■ **REQUIRED WORK**
In the mailing list post below, which way of loading a cl-prevalence database does the writer find faster?

■ **SELECTED TEXT**
From gabor.vitez at gmail.com  Wed Apr  4 10:40:26 2007
From: gabor.vitez at gmail.com (Gabor Vitez)
Date: Wed, 4 Apr 2007 12:40:26 +0200
Subject: [cl-prevalence-devel] cl-prevalence speed issues
Message-ID: <19f5edc40704040340j2a7f256bt93990906bfad5fc5@mail.gmail.com>

Hi,

I just started to toy around with cl-prevalence; however I found strange
speed issues:

loading a database from transaction log is way faster than loading it from
snapshot.

I modified one of the test scripts from the cl-prevalence distribution:

(require 'asdf)
(require 'cl-prevalence)
(in-package :cl-prevalence)
(defclass numbers ()
  ((numbers-list :accessor get-numbers-list :initform nil))
    (:documentation "Object to hold our list of numbers"))
(defun tx-create-numbers-root (system)
      "Transaction function to create a numbers instance as a root object"
        (setf (get-root-object system :numbers) (make-instance 'numbers)))
(defun tx-add-number (system number)
  "Transaction function to add a number to the numbers list"
  (let ((numbers (get-root-object system :numbers)))
    (push number (get-numbers-list numbers))))
(defparameter *system-location* (pathname "/tmp/demo1-prevalence-system/")
  "Filesystem location of the prevalence system")
(defvar *system* (time (make-prevalence-system *system-location*)) )

■ **DATA**
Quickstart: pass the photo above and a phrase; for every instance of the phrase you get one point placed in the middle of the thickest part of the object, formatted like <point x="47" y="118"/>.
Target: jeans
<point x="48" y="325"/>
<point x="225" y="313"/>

■ **WRITTEN SOLUTION**
Loading it from the transaction log is much faster than loading it from a snapshot.